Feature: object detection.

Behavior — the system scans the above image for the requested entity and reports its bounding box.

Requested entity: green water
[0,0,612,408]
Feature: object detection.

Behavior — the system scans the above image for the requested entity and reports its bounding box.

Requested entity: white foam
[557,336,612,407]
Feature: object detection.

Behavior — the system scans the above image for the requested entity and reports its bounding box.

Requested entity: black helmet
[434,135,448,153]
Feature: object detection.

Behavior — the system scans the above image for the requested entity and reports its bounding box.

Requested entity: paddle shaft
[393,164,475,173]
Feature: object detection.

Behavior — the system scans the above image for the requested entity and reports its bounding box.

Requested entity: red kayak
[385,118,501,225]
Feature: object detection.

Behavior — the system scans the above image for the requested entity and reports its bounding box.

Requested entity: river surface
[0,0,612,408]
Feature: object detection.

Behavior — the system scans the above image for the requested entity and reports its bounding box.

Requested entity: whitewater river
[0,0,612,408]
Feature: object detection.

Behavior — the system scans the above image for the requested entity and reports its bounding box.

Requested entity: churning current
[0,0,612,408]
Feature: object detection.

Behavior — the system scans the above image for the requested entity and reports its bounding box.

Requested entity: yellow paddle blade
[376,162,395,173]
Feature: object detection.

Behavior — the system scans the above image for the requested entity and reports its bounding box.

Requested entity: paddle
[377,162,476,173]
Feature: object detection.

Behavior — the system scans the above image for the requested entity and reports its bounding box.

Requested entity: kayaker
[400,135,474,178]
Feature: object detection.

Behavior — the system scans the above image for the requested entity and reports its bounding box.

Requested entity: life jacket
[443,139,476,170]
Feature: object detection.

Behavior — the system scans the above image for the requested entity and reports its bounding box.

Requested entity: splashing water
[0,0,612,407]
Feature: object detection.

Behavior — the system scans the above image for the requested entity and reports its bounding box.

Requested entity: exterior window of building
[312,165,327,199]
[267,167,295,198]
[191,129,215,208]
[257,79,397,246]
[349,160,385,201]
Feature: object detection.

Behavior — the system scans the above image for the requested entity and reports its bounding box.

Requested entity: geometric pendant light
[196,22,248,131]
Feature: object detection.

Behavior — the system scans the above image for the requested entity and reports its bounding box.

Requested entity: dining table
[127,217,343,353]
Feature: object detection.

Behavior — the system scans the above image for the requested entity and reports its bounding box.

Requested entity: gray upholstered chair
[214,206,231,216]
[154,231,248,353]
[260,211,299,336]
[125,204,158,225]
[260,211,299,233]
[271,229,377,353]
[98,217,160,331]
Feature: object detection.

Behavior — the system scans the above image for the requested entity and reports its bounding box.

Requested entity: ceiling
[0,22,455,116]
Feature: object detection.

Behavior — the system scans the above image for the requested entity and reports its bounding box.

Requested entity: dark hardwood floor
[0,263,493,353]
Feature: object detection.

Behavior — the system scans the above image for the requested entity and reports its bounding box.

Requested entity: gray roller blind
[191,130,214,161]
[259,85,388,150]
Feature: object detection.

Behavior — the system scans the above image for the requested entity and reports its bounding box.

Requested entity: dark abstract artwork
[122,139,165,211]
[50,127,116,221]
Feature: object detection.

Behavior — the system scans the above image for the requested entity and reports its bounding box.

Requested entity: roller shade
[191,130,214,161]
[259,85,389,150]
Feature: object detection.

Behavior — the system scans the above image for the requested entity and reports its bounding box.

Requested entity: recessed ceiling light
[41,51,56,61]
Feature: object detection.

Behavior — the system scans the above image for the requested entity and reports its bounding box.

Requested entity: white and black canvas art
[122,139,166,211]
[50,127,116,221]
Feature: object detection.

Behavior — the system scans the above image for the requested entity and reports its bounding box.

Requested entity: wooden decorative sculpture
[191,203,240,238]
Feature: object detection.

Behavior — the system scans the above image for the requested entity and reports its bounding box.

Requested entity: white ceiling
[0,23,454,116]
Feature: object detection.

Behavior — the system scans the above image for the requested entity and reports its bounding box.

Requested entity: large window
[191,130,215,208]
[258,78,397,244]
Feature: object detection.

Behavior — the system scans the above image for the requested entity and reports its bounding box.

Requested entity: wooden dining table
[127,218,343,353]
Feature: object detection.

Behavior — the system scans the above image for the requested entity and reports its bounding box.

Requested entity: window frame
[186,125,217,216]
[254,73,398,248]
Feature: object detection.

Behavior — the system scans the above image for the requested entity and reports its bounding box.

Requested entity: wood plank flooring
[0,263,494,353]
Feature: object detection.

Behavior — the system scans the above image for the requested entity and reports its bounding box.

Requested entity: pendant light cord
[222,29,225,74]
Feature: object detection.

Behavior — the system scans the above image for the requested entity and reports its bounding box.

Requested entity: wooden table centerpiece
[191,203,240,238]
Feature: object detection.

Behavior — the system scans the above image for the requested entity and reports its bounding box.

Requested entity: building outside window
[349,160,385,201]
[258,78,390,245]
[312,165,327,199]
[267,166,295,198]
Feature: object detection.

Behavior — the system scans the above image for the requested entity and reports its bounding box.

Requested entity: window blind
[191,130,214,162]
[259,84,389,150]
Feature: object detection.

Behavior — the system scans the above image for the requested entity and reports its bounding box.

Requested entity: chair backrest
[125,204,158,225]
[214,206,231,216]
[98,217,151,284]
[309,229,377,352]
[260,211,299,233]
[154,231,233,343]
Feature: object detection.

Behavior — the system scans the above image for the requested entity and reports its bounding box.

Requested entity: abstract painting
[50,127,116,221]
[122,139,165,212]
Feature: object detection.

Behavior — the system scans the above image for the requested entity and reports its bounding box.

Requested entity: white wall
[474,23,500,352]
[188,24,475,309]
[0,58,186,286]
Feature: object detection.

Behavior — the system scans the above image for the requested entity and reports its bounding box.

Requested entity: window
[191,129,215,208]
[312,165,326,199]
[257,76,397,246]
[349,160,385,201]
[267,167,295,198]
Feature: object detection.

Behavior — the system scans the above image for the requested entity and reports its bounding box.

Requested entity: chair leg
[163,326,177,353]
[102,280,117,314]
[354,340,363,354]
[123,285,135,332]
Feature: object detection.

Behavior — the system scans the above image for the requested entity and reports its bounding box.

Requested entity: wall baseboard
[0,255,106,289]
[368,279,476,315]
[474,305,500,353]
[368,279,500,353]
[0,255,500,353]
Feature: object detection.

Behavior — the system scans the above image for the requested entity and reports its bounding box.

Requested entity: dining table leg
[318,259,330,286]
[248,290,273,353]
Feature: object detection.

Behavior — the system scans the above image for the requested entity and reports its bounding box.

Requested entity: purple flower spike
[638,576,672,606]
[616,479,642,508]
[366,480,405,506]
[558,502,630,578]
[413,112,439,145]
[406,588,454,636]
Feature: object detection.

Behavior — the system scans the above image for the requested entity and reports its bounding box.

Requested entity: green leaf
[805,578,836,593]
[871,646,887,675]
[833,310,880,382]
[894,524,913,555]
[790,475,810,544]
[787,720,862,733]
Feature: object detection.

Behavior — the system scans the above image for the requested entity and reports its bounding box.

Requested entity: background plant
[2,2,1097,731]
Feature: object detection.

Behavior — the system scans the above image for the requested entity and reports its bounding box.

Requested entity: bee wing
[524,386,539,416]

- [Exercise objective]: How many lines in the entries above contain the word "river"? Reply with the number alone.

- [Full response]: 2